◆ What you are asked to do:
Extract every line between the one with "TARGET: eyelash" and the end of the entries, both included, word for word and free of pictures.

◆ Stored data:
------------------------

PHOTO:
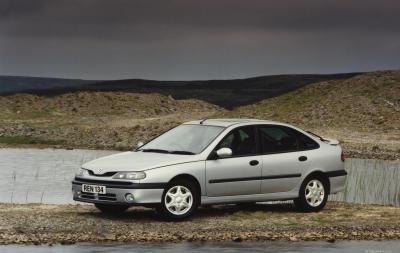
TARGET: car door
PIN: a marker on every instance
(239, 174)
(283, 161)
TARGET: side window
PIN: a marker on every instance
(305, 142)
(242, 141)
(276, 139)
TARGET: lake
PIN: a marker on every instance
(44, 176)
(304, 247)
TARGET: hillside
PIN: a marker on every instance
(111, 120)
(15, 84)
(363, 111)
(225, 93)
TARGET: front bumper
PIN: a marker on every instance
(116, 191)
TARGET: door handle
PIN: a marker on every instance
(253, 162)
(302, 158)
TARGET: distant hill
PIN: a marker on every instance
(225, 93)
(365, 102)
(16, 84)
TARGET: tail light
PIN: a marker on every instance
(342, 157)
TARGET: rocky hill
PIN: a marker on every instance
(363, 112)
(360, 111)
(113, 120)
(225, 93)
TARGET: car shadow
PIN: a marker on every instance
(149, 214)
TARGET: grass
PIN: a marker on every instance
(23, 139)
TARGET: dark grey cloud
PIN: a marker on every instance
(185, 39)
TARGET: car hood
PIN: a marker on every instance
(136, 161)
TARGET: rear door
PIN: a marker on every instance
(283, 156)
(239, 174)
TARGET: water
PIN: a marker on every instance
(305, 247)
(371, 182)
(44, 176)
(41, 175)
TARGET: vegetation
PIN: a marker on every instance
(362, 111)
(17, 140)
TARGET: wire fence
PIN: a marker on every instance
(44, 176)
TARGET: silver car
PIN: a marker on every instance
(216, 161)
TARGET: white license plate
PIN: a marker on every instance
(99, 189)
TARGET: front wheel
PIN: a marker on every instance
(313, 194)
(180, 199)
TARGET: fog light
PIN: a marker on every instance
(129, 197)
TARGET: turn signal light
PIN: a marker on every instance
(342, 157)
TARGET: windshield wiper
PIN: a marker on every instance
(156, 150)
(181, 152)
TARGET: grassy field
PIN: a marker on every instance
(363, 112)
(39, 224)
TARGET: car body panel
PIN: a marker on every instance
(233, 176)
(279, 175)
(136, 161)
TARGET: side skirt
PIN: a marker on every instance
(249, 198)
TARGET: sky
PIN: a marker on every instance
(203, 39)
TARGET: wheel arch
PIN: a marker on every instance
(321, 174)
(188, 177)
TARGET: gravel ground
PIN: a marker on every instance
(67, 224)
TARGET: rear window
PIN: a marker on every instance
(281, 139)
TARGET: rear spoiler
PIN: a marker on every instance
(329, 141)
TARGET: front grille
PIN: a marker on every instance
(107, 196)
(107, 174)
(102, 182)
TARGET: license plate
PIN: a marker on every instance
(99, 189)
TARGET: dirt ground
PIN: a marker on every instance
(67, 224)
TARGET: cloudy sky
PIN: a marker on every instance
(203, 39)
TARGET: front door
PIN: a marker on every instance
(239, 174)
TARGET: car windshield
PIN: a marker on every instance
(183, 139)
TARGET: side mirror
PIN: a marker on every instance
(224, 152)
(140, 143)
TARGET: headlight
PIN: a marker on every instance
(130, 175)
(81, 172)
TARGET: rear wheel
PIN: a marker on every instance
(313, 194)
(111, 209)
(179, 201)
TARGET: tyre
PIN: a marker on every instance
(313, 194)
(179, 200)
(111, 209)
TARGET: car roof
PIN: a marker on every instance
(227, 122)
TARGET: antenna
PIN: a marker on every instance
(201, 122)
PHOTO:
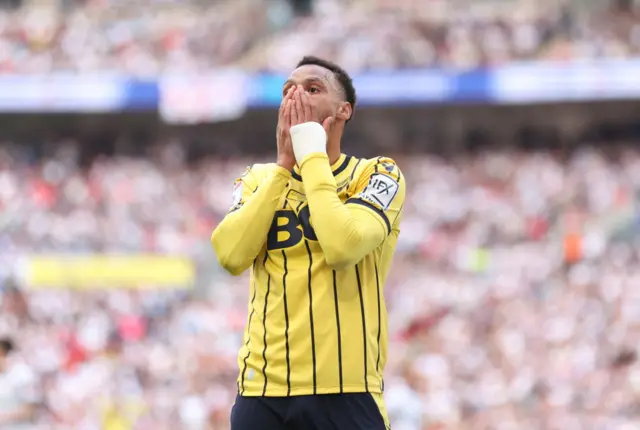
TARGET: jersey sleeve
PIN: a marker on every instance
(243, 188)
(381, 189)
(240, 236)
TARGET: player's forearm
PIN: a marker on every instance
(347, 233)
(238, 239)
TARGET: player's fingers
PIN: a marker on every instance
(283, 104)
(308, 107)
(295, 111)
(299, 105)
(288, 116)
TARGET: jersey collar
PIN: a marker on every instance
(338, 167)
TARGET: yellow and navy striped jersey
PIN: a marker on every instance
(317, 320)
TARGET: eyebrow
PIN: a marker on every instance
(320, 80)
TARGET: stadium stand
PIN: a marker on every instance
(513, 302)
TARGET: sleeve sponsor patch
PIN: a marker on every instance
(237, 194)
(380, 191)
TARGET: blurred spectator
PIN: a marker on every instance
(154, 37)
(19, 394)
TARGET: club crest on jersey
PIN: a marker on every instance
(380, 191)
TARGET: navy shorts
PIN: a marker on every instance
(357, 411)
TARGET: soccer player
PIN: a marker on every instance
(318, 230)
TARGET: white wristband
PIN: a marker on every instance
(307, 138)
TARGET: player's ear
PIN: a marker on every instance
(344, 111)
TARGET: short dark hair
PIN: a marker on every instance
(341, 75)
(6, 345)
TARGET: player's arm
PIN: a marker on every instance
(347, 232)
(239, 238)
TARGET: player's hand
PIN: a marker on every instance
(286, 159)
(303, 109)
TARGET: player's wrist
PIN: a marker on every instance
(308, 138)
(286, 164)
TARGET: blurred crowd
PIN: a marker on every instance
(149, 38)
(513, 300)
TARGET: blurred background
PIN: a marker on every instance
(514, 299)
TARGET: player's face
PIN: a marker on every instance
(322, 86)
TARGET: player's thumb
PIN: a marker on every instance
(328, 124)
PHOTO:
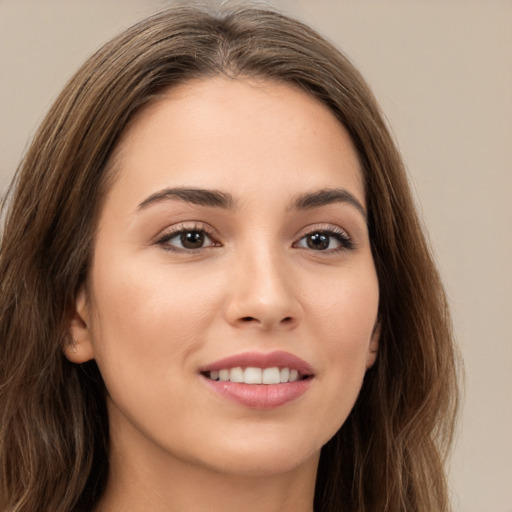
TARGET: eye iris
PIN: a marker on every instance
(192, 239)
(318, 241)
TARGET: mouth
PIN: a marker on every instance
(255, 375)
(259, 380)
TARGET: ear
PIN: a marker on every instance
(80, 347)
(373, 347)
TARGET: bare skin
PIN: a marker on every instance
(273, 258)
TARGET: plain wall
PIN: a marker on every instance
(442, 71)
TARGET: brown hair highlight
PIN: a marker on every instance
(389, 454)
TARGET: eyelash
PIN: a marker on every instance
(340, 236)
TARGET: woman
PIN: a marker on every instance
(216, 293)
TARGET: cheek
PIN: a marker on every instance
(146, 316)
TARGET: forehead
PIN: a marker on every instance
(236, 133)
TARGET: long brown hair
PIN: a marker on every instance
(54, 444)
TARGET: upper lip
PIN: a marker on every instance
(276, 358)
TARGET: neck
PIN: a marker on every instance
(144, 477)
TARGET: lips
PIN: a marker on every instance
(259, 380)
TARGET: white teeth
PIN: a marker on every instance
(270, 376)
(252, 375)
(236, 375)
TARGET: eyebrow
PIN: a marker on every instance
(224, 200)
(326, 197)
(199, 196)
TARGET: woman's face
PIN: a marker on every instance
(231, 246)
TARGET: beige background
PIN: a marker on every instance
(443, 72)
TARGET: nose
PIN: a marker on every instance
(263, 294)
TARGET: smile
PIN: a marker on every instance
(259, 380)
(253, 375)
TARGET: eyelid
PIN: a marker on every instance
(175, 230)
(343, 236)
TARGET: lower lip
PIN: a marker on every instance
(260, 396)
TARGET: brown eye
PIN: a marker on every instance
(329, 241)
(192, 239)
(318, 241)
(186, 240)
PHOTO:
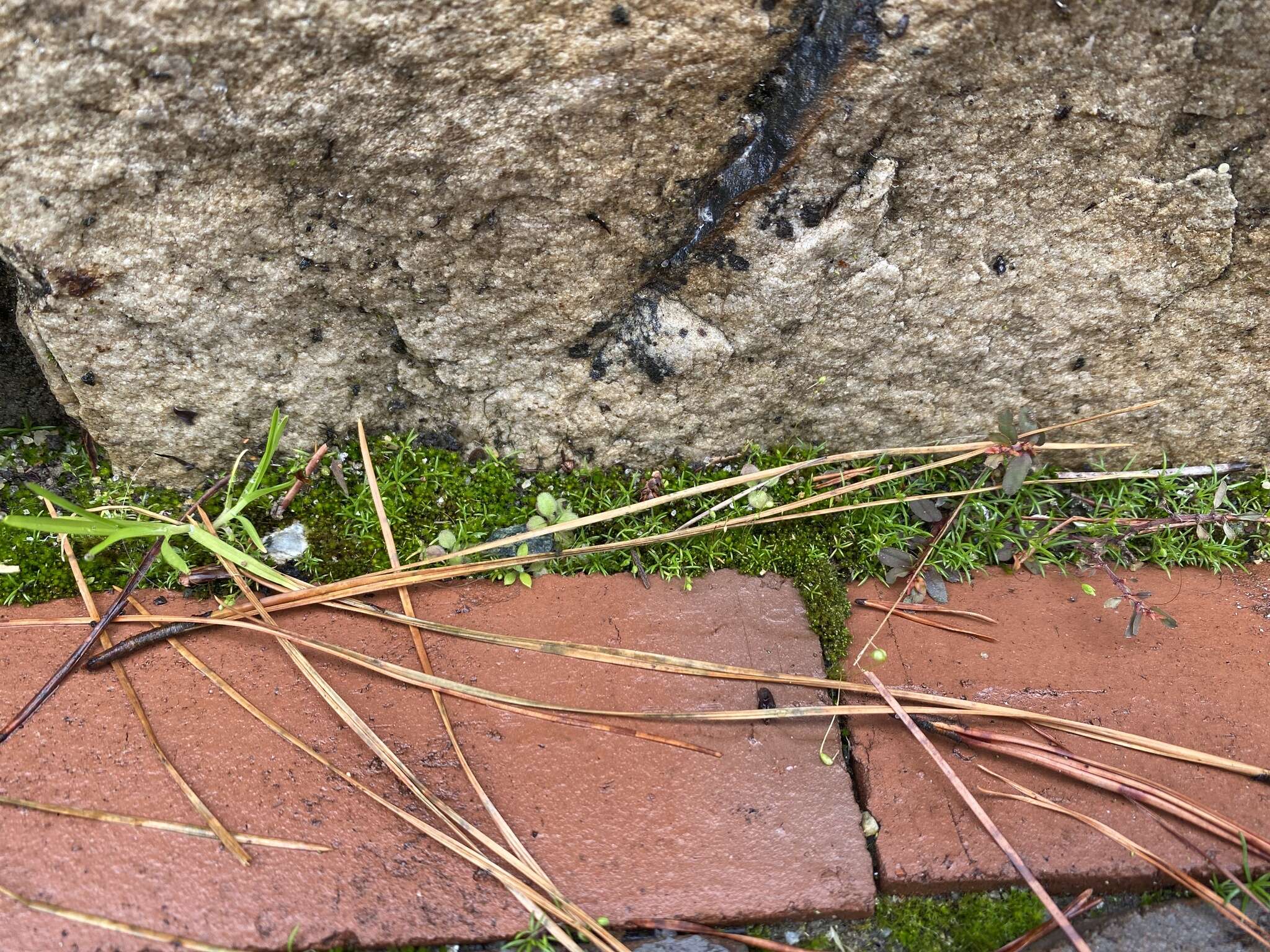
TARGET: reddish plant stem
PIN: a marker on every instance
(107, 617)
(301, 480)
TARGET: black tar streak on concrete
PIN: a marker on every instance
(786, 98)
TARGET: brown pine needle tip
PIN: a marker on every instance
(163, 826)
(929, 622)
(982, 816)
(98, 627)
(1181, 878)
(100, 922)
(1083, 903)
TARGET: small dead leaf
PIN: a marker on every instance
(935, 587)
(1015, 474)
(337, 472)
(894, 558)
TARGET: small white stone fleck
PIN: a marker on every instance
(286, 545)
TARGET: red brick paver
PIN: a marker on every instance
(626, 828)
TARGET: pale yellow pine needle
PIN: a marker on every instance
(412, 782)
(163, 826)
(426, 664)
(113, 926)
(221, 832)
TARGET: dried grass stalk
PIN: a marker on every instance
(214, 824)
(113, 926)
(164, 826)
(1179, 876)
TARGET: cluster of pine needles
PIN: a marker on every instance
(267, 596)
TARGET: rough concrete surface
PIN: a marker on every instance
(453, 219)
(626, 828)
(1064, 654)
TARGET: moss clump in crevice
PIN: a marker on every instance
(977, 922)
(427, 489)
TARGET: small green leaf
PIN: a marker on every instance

------------------------

◆ Response to the task:
TARGET: eyelash
PIN: a marker on every instance
(340, 236)
TARGET: woman
PIN: a marker on every instance
(216, 293)
TARGET: cheek
PIN: a marker on every instance
(146, 316)
TARGET: forehead
PIN: a marker on every instance
(236, 133)
TARGET: long brown hair
PIN: a marker on every instance
(54, 444)
TARGET: upper lip
PIN: a marker on every instance
(276, 358)
TARGET: neck
PIN: a marker on every instance
(144, 477)
TARGET: lips
PIN: a marker on every instance
(259, 380)
TARGET: white teeth
PIN: a marker on every instance
(270, 376)
(252, 375)
(236, 375)
TARGET: eyebrow
PIN: a marker on every instance
(224, 200)
(326, 197)
(199, 196)
TARGET: woman's face
PIN: a marker on every instance
(231, 246)
TARGET: beige background
PIN: a marker on every instance
(443, 72)
TARGET: nose
PIN: a marker on every instance
(263, 294)
TARGET: smile
PIN: a marker on every instance
(259, 380)
(253, 375)
TARGET: eyelid
PIN: a marker on every instance
(175, 230)
(343, 236)
TARGET: lower lip
PIN: a marker on every instance
(260, 396)
TARGET: brown eye
PIN: a marker on every instance
(329, 241)
(192, 239)
(318, 241)
(186, 240)
PHOTO:
TARGET: reddish plant stem
PIN: a marker on every instance
(107, 617)
(301, 480)
TARGET: black tar streak on concrete
PIN: a marker on every instance
(786, 98)
TARGET: brown pine needle tip
PIN: a marker on every instance
(163, 826)
(929, 622)
(982, 816)
(98, 627)
(1181, 878)
(100, 922)
(1083, 903)
TARGET: small dead leaf
PIN: a marker on every instance
(935, 587)
(1015, 474)
(337, 472)
(894, 558)
TARGET: small white stone fleck
PIN: a marker on every instance
(286, 545)
TARGET: red brick paver
PIN: a marker on every instance
(626, 828)
TARGET: pale yellow pine needle
PIN: a marker on every instance
(412, 782)
(163, 826)
(426, 664)
(113, 926)
(221, 832)
TARGET: dried grass stalk
PIN: a marker on every instance
(214, 824)
(113, 926)
(164, 826)
(1179, 876)
TARGET: cluster of pine needles
PIN: a marker on every instance
(267, 596)
TARGET: rough concrete surface
PIN: a marker on every instance
(453, 219)
(626, 828)
(1064, 654)
TARGET: moss clump in crevice
PIN: a marker on every instance
(977, 922)
(427, 489)
TARGET: small green leaf
PIN: a marker on every instance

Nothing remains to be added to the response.